Tarefa 1
Liste os jogadores que chegam ao Brasília segundo a reportagem sobre o técnico José Carlos Vidal e o NBB7.
Tarefa 2
Na reportagem sobre o técnico José Carlos Vidal e o NBB7, qual é o adversário do Brasília na estreia do campeonato?
Tarefa 3
Escreva uma continuação para a reportagem sobre o técnico José Carlos Vidal e o Brasília no NBB7, a partir da última frase.

━━━━━ Documento ━━━━━

Pelo menos é a sensação que o blogueiro teve em um papo agradável com o técnico José Carlos Vidal na cerimônia de abertura do NBB7, na última quinta-feira, no Paulistano – um grande evento, por sinal, muito bem organizado, de deixar qualquer competição brasileira com inveja, e prato cheio para os jornalistas, de tantas as fontes para serem consultadas. No decorrer dos próximos dias e semanas, vamos divulgar esse material coletado.

Começamos com Vidal, ele mesmo que entra no lugar do argentino Sérgio Hernández e vai para sua terceira passagem no comando técnico da equipe candanga, que faz sua estreia no campeonato nacional nesta terça-feira contra o Bauru, às 20h, na Panela de Pressão do interior paulista. Já mais um reencontro com Alex marcado, afinal, com transmissão oficial no site da LNB. É difícil para qualquer clube substituir um jogador como o ala da seleção, ou Nezinho. Especialmente no caso de um Brasília que havia se habituado a conquistar tudo com o núcleo construído em torno da dupla, além de Guilherme Giovannoni e Arthur. Mas, para o treinador, era chegada a hora. “Já havia um desgaste natural de todos esses anos”, afirma. “cho que a saída dos dois foi de 50% para cada lado (clube e jogador).”

Eles chegam: Fúlvio, Hobson e Cipolini

Eles chegam: Fúlvio, Hobson e Cipolini

Giovannoni e Arthur ficaram, agora com a companhia de Lucas Cipolini, o dinâmico pivô ex-Uberlândia, do armador Fúlvio e do americano Darington Hobson, que chega com a marca NBA em seu currículo. Os dois últimos, aliás, oferecem ao time um perfil completamente diferente, se comparados com os que partiram. A expectativa é que a equipe tenha mais movimentação de bola como resultado. “Na meia quadra, a gente aumentou nossa qualidade, de visão, de inclusão de todos no jogo”, diz Vidal. Para ele, no entanto, a prioridade ainda é o jogo de transição, a partir do momento em que o time solucionar algumas questões defensivas, hoje sua maior preocupação.

Foi algo, aliás, preocupante, mesmo, durante a primeira fase da Liga Sul-Americana que o clube disputou há algumas semanas em Bauru, sofrendo para eliminar o Defensor, do Uruguai, e conseguir a classificação. De todo modo, para Vidal, essa não é hora de pensar em renovação, no sentido de abrir espaço para juventude em seu elenco. Jovens como Ronald e Isaac estão nos planos, mas precisam assumir seus papéis. O próprio treinador lembra que ainda tem duas vagas de estrangeiros para serem preenchidas. E sua vontade é que venham atletas para decidir, para levar o clube de volta ao topo.

━━━━━ Lista de registros ━━━━━

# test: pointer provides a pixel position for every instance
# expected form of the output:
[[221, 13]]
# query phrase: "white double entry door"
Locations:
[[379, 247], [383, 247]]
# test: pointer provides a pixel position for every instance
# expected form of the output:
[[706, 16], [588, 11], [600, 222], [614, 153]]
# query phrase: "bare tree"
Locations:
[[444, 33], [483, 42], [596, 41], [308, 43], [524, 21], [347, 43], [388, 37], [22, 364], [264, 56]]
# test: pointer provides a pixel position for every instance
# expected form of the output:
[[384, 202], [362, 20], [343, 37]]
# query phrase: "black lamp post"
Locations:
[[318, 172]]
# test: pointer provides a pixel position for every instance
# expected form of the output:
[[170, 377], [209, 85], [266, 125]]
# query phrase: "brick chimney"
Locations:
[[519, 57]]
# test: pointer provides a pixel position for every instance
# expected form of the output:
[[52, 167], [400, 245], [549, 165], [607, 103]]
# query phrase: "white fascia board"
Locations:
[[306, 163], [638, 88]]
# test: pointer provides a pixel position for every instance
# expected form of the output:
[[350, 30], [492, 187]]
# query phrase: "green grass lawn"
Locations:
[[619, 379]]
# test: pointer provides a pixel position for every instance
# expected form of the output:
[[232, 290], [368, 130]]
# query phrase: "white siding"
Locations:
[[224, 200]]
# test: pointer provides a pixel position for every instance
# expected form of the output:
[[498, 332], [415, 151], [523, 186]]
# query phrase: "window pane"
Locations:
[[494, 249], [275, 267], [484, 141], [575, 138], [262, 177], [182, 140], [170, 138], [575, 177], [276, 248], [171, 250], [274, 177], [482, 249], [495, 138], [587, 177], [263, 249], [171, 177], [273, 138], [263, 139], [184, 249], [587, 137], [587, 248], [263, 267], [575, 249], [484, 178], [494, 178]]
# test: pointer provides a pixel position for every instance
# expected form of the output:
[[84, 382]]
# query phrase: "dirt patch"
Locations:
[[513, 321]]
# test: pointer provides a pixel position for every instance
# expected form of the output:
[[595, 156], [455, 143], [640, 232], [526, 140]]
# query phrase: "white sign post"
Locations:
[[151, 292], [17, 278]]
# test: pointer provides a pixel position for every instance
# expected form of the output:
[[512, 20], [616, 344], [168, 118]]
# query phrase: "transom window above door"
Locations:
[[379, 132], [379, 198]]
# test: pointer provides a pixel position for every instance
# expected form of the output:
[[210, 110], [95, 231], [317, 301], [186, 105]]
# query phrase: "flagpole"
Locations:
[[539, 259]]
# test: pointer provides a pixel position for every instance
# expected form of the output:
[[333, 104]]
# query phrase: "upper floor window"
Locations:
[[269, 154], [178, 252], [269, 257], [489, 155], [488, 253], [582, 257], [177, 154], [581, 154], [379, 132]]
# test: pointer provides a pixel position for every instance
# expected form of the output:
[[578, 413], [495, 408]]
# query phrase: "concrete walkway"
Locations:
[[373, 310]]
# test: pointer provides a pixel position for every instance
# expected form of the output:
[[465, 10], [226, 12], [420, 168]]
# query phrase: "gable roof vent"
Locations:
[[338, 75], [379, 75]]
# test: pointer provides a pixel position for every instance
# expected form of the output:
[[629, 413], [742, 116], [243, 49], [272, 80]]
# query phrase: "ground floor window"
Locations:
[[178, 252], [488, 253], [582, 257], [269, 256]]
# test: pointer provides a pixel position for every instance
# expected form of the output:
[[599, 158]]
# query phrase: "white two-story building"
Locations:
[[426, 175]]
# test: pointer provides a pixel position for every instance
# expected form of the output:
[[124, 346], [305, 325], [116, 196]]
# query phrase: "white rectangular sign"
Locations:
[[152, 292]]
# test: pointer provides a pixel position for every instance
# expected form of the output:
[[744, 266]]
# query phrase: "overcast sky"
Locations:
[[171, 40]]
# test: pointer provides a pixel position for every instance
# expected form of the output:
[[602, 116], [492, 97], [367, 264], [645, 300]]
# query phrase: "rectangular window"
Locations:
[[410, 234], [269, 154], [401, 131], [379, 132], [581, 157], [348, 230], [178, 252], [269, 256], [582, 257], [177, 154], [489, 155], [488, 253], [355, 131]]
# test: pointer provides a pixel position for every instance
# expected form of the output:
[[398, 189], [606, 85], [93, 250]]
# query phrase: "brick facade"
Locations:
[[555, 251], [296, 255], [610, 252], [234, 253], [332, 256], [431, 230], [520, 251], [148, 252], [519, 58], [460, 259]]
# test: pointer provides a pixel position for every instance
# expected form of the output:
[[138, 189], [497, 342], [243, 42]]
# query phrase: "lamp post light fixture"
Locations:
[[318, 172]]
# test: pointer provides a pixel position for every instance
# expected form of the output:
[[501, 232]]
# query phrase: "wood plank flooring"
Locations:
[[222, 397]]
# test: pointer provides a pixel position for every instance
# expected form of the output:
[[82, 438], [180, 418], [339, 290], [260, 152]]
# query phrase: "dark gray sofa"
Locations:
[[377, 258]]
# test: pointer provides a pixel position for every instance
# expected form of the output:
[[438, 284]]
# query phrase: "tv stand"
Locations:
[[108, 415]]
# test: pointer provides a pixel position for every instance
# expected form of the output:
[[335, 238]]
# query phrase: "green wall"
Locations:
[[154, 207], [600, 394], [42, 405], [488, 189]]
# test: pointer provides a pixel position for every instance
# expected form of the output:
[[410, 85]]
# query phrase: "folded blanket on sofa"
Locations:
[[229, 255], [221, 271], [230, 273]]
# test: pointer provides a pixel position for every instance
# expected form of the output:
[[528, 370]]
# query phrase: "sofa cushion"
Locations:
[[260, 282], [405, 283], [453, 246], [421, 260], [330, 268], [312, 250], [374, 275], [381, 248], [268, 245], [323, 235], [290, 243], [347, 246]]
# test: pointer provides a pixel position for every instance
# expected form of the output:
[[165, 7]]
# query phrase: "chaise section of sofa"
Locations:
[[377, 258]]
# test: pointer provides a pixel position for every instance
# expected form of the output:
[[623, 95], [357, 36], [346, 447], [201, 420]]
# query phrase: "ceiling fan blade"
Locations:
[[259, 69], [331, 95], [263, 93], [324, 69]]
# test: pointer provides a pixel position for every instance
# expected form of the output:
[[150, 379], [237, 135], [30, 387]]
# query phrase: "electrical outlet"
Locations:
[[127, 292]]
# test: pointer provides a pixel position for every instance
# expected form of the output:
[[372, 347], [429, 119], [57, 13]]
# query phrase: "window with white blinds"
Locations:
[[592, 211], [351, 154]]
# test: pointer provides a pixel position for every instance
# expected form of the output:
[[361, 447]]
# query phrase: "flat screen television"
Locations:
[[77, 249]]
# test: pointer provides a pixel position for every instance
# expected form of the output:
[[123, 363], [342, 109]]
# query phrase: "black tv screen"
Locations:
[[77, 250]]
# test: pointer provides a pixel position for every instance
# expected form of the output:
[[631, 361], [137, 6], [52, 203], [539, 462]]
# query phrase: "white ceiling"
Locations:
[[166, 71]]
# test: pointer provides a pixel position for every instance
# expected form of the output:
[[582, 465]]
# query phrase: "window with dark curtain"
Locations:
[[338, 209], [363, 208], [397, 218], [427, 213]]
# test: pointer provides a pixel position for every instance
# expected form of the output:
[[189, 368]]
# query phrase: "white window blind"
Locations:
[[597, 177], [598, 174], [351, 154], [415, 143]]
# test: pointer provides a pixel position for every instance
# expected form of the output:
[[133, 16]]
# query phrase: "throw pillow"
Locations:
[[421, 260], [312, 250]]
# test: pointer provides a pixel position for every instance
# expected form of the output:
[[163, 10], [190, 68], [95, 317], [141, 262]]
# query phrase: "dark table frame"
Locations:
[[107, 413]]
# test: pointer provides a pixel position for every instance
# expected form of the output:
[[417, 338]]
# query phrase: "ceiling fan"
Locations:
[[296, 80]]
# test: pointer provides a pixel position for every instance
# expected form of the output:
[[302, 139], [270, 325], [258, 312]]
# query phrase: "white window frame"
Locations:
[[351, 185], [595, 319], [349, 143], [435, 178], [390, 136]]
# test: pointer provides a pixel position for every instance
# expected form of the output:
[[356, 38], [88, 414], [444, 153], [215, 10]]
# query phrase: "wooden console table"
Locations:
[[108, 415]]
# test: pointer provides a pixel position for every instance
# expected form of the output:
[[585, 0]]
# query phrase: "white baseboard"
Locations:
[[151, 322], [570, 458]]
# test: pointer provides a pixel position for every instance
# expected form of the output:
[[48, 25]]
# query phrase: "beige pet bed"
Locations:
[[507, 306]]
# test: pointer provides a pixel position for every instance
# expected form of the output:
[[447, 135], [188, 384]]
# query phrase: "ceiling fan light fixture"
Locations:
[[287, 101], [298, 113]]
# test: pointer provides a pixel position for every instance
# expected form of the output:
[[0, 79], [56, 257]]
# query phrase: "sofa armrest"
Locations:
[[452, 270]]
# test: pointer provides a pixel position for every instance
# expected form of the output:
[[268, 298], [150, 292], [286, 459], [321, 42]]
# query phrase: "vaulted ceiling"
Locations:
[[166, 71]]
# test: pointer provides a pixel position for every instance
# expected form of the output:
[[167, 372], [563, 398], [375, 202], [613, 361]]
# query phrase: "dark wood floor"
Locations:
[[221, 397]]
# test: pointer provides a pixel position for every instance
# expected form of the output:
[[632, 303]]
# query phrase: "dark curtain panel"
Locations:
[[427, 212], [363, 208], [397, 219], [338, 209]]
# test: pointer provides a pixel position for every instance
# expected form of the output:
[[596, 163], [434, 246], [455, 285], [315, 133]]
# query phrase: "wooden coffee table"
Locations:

━━━━━

Resposta 1
Lucas Cipolini, Fúlvio e Darington Hobson.

Resposta 2
O Bauru.

Resposta 3
Após ter disputado as primeiras quatro decisões do NBB, os candangos ficaram fora da festa nas últimas duas edições, abrindo espaço para o Flamengo equilibrar o tabuleiro histórico. “É um momento de reestruturação, para poder atingir os resultados de que o Brasília precisa. Conseguir títulos e manter o basquete forte”, afirma. “Não estamos num momento de queda. Vamos reestruturar, mas pensando para cima. Ninguém vai ficar batendo palma para um time em renovação. Já vi isso acontecer com alguns times, quando dá essa abaixada e que uso como exemplo. Você estava levando duas, três quatro mil pessoas e depois abaixa para 400, 500. Não quero que isso aconteça em Brasília. Que continuemos com um time competitivo.”

Confira a entrevista completa:

Vidal: Brasília joga por títulos, e para agora

Vidal: Brasília joga por títulos, e para agora

21: Bom, a primeira pergunta é inevitável: o núcleo de seu time sofreu uma boa reformulação, com a saída de figuras como Alex e Nezinho, que haviam criado uma forte identidade. Quais as perspectivas para esta nova equipe?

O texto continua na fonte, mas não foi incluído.